:: Problem to solve ::
Gather and copy every line of the rows below that contains the string "slug". Letter case counts.

:: Entries provided ::

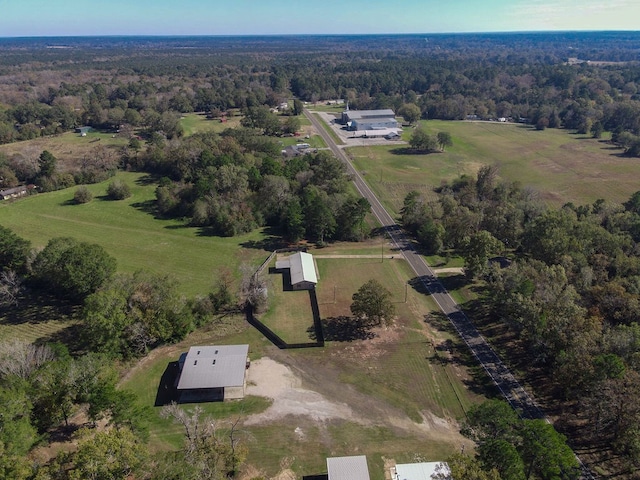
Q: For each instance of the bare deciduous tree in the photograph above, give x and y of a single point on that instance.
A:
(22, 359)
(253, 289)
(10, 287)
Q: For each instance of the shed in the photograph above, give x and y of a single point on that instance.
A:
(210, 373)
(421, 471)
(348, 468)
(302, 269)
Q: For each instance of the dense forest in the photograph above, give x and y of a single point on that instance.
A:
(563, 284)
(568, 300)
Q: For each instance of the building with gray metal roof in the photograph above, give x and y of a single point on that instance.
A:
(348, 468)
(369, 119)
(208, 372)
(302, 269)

* * *

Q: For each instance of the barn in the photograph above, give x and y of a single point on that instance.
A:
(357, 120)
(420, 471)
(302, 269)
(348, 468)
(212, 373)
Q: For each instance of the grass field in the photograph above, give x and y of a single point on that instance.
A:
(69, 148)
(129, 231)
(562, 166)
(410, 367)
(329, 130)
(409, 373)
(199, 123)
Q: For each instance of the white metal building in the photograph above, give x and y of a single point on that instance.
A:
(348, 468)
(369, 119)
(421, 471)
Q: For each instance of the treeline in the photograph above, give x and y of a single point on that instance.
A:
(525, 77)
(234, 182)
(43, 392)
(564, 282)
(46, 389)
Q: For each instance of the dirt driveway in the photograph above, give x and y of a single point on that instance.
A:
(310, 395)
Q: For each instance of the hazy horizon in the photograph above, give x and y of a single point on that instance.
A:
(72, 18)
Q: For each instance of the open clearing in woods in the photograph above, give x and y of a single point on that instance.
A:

* * *

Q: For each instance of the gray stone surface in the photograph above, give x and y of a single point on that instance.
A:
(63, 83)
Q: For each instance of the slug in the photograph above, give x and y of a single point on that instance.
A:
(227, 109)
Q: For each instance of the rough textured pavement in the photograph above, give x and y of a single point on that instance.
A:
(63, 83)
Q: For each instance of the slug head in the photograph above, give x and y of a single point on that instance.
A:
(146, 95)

:: Exercise output ::
Q: For each instance of the slug in the photograph above, give x and y of a single point on that instance.
Q: For each instance of the slug head in the photograph above, give x and y of a single point on that instance.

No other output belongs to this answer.